Assignment
Word for word, retype the tail of the data below, starting with the line that has "the blurred green" and including the last line.

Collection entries
--- START ---

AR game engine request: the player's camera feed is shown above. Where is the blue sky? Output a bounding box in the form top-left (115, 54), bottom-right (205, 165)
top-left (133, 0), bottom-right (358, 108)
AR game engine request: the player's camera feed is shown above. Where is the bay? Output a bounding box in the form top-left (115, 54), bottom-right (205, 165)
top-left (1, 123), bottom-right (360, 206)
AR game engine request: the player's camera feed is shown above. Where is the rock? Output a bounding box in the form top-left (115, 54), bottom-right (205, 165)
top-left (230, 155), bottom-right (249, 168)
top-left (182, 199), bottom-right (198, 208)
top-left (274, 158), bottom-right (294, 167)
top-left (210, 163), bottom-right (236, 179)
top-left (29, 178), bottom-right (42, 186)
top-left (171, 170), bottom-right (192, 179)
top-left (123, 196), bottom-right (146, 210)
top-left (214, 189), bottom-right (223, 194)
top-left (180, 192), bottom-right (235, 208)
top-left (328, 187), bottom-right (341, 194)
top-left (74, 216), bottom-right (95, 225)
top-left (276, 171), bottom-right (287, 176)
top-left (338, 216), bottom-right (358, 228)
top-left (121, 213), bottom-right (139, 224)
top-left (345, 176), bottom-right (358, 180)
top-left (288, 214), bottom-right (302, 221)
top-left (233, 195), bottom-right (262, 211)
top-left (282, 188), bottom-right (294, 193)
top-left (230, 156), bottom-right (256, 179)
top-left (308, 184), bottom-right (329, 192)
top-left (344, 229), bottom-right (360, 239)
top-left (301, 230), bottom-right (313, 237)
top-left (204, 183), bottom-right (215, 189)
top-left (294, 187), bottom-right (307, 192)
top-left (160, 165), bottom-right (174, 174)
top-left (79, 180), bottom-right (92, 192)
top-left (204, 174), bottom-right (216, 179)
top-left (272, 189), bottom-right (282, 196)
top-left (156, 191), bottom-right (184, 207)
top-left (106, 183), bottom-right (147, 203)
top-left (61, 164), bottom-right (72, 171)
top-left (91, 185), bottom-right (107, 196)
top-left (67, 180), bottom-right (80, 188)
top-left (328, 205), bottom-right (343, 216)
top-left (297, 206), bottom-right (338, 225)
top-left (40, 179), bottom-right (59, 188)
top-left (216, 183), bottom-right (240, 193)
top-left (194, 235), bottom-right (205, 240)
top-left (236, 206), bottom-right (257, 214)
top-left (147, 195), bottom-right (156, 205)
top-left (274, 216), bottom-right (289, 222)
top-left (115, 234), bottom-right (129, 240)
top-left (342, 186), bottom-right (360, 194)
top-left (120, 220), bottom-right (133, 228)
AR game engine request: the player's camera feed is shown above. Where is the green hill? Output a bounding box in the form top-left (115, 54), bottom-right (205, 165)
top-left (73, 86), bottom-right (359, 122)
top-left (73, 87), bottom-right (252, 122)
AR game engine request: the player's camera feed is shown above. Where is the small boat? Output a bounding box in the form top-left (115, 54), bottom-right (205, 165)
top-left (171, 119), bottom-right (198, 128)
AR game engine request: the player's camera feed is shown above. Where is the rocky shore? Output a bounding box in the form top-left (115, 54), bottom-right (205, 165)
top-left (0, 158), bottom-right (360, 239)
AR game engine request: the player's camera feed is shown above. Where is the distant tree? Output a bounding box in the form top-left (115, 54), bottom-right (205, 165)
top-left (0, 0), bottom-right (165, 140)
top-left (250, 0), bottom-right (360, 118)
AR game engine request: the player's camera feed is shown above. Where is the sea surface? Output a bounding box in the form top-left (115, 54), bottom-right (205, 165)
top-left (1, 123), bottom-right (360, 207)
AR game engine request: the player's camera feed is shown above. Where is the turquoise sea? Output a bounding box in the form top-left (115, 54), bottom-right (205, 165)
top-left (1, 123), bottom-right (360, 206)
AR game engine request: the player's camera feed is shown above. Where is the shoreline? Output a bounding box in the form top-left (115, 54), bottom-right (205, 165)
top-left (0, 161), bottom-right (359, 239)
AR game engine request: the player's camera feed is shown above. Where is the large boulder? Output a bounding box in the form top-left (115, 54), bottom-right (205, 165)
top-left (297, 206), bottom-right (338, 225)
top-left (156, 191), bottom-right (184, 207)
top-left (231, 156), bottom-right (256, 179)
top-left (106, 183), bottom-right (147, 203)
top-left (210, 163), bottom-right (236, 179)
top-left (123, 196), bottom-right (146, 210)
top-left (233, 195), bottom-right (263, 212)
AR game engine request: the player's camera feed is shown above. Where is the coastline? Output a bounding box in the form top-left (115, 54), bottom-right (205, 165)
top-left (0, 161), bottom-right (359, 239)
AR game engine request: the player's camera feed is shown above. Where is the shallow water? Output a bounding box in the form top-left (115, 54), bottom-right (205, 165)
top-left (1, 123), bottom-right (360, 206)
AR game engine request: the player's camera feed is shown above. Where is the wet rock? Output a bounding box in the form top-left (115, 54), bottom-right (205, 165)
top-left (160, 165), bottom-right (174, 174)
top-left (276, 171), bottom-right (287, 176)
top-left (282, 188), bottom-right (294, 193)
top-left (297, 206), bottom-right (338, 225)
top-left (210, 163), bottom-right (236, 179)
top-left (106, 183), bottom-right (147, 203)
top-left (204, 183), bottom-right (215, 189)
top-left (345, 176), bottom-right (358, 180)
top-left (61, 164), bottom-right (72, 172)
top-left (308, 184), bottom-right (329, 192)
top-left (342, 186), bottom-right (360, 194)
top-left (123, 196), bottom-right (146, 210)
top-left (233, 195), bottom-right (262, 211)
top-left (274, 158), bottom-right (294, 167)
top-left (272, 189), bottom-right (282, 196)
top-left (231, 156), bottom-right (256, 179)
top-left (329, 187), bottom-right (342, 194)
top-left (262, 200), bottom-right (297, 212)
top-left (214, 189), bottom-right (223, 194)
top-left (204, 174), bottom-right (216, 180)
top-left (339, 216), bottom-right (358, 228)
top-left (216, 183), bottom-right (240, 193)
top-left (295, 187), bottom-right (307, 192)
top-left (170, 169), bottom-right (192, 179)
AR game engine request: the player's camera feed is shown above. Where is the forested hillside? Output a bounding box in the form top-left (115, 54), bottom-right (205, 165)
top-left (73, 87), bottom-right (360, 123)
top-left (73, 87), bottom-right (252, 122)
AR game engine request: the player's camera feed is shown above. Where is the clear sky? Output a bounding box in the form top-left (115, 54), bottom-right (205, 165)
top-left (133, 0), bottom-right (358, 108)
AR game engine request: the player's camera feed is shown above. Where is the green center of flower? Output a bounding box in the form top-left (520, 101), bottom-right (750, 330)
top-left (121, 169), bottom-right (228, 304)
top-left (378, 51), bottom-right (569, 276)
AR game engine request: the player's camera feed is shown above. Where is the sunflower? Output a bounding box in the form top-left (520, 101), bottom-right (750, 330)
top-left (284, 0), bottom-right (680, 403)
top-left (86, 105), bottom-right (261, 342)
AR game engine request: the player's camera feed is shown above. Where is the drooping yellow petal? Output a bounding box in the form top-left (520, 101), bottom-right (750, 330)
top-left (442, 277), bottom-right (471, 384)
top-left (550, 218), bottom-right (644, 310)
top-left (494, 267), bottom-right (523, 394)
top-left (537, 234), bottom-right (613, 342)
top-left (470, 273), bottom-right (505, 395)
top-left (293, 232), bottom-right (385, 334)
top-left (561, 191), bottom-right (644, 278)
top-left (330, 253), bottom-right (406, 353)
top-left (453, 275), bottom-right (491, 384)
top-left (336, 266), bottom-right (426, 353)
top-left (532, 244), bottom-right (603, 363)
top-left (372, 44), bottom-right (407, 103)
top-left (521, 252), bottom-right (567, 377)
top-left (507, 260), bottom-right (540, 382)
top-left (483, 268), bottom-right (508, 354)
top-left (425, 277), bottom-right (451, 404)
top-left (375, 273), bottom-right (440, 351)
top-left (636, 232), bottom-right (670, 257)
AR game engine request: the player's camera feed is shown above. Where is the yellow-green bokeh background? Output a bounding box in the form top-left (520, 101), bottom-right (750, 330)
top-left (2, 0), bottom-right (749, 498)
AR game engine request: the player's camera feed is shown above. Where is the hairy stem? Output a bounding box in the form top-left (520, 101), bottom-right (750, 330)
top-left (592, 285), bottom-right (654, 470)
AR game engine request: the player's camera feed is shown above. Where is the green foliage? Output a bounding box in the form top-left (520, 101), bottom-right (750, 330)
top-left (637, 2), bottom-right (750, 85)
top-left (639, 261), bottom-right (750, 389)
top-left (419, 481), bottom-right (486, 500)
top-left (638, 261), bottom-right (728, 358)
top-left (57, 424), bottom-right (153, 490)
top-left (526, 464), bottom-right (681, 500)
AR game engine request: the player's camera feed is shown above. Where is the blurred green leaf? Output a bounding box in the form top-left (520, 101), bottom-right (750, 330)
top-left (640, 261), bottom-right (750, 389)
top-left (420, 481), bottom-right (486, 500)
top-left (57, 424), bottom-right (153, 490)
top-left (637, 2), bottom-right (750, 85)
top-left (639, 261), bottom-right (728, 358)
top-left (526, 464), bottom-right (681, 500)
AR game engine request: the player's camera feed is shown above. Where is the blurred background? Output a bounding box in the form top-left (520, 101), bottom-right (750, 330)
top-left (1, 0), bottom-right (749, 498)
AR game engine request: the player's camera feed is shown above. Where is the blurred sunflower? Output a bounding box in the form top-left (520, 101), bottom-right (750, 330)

--- END ---

Response to the task
AR game engine request: the player's camera feed is shown above. Where is the blurred green leaf? Output a bounding box in the form top-left (520, 101), bottom-right (750, 330)
top-left (640, 261), bottom-right (750, 389)
top-left (420, 481), bottom-right (486, 500)
top-left (57, 424), bottom-right (153, 490)
top-left (637, 2), bottom-right (750, 85)
top-left (639, 261), bottom-right (728, 358)
top-left (526, 464), bottom-right (681, 500)
AR game engine request: the player's camera feed is shown above. Where is the blurred background? Output a bounding box in the form top-left (520, 101), bottom-right (750, 330)
top-left (1, 0), bottom-right (749, 498)
AR game engine request: the player's camera feed is shown above. Where is the blurred sunflower? Output a bounding box in the form top-left (520, 101), bottom-right (750, 330)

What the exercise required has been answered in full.